| Directive 1 |
Reproduce word for word everything in the family life cycle entry from "(noun) The predictable" down to "2. Gets married.".
| Directive 2 |
Quote everything in the listing from its first line down to the line containing "negative clicks: (302, 16) (588, 341)", including that line.

| Text block |
_____

Definition of Family Life Cycle

 (noun) The predictable steps and patterns a family experiences over time.

Example of Family Life Cycle

While different depending on location, one traditional cycle in the United States would be:

  1. A couple dates.
  2. Gets married.
  3. Has a family with young children.
  4. Couple reaches middle age dealing with aging parents and adolescent children.
  5. Children start dating.
  6. Children get married.
  7. Couple enter old age and become grandparents.

Family Life Cycle Pronunciation

Pronunciation Usage Guide

Syllabification: fam·i·ly life cy·cle

Audio Pronunciation

– American English
– British English

Phonetic Spelling

  • American English – /fAm-lee lIEf sIE-kuhl/
  • British English – /fAm-uh-lee lIEf sIE-kuhl/

International Phonetic Alphabet

  • American English – /ˈfæməli laɪf ˈsaɪkəl/
  • British English – /ˈfæmɪli laɪf ˈsaɪkl/

Usage Notes

  • Plural: family life cycles
  • The family life cycle changes dramatically when interrupted by death or divorce.
  • Also called family life course.

_____

| Records for this exercise |
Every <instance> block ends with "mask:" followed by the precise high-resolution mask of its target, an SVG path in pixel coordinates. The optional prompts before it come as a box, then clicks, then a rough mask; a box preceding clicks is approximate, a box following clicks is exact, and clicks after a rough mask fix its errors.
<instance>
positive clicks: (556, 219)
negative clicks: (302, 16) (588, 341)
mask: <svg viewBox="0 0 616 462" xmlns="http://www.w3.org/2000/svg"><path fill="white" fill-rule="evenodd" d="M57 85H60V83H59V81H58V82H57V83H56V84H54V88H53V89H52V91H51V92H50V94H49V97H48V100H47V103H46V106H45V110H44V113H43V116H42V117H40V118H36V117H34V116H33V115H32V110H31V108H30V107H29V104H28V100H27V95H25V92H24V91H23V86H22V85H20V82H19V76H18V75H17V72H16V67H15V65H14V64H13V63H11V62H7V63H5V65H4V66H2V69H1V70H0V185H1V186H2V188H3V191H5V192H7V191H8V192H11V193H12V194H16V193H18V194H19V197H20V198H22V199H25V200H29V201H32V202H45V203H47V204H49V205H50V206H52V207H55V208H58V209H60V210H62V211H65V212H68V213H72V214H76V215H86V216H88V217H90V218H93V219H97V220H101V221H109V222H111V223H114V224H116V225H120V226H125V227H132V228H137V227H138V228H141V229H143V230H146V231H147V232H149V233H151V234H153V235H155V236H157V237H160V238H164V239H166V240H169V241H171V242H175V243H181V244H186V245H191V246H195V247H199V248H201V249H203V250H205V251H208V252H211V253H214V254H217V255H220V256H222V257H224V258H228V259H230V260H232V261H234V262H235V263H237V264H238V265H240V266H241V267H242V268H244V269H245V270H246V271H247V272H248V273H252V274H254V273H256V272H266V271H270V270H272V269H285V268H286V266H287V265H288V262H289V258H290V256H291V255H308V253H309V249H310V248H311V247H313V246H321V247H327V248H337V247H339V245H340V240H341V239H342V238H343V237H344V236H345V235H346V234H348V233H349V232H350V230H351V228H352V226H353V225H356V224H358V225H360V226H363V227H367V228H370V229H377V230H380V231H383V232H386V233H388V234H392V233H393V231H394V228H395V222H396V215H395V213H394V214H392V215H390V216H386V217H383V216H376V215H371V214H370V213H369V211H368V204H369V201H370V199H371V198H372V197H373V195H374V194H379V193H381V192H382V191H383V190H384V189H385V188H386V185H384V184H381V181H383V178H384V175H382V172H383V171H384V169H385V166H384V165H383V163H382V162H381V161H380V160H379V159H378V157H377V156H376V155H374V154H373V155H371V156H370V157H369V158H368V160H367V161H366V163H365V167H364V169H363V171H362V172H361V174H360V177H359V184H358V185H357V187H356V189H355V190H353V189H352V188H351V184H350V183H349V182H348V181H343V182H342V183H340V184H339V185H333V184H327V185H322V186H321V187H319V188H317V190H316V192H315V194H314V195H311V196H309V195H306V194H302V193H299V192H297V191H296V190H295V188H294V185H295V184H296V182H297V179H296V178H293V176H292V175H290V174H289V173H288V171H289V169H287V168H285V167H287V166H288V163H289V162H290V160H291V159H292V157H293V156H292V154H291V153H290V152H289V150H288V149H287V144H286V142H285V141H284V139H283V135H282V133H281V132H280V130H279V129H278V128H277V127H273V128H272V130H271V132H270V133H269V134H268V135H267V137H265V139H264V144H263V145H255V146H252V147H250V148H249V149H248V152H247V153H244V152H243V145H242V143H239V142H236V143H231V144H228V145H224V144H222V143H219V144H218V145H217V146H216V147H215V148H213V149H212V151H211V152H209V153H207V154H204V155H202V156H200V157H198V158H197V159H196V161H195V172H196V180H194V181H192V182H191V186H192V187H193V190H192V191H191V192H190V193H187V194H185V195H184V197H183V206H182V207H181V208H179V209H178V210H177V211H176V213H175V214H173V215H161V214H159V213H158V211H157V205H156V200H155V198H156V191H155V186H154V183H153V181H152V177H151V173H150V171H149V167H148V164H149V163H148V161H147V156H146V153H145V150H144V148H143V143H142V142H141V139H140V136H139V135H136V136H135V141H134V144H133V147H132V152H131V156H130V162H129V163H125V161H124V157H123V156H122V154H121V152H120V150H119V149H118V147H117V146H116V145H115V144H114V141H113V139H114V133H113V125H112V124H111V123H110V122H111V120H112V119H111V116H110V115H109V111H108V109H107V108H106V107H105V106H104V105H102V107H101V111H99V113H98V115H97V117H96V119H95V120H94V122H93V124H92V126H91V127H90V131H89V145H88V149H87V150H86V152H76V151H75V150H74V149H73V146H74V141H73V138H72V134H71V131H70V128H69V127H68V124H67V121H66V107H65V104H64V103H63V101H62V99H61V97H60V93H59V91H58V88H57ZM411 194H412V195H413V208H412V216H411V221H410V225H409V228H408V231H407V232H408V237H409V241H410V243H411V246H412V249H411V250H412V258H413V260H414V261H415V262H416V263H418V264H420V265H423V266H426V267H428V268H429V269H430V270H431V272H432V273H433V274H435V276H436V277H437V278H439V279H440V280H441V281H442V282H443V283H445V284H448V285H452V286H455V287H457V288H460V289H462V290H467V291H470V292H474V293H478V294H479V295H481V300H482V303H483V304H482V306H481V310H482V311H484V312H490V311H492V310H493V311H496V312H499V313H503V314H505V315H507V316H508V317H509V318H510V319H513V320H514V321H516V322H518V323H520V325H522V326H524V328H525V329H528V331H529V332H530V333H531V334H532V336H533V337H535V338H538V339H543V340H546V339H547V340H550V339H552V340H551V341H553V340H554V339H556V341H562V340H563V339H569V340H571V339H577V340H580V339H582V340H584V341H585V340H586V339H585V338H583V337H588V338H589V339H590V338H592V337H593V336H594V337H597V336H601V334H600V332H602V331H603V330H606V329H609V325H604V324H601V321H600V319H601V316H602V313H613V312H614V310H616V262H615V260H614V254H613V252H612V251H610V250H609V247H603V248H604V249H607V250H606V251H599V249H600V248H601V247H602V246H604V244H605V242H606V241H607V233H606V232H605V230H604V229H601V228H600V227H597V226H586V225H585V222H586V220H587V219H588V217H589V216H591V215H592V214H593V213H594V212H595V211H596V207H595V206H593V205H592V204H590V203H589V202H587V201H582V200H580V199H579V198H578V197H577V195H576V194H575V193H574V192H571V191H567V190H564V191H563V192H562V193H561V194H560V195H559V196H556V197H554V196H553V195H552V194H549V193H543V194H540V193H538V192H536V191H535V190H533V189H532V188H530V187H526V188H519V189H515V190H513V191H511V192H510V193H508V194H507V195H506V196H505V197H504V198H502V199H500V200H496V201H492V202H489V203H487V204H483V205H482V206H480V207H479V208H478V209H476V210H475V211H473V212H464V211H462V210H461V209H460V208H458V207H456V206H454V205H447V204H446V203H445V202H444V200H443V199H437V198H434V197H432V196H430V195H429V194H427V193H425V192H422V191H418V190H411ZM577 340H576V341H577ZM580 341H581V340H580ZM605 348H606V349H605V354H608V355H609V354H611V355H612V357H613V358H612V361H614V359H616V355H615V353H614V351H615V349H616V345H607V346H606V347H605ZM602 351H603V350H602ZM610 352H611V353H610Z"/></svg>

_____

| Exercise answer 1 |
(noun) The predictable steps and patterns a family experiences over time.

Example of Family Life Cycle

While different depending on location, one traditional cycle in the United States would be:

  1. A couple dates.
  2. Gets married.

| Exercise answer 2 |
Every <instance> block ends with "mask:" followed by the precise high-resolution mask of its target, an SVG path in pixel coordinates. The optional prompts before it come as a box, then clicks, then a rough mask; a box preceding clicks is approximate, a box following clicks is exact, and clicks after a rough mask fix its errors.
<instance>
positive clicks: (556, 219)
negative clicks: (302, 16) (588, 341)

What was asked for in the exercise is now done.